- [PROVIDED PASSAGE]
My first couple times volunteering at Entembeni was on the skirt tails of Jeremy – an ideal American exchange student working on his undergraduate degree. The word ideal is optimal of Jeremy’s experience in South Africa because during his four months in country he left no experience by the wayside. Every traditional ceremony, every teensy morsel of South African food, every political conversation or protest, every word in Xhosa that came rushing past him - he lunged at with full force and gripped tightly as best he could until they became a part of him and his experience. Seven years younger than myself I was in awe of this young man, as well as encouraged and grateful when he joyful accepted my company on this bit of his adventure – traveling into the township of Josa to spend time and serve food to the elderly.

- [WHAT TO WORK ON] The passage about volunteering at Entembeni says Jeremy lunged at certain experiences with full force. List each of them as the passage names them.

- [INFORMATION SHOWN]

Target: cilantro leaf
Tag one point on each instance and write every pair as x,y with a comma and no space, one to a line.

- [SOLUTION TO THIS EXERCISE]
- every traditional ceremony
- every teensy morsel of South African food
- every political conversation or protest
- every word in Xhosa that came rushing past him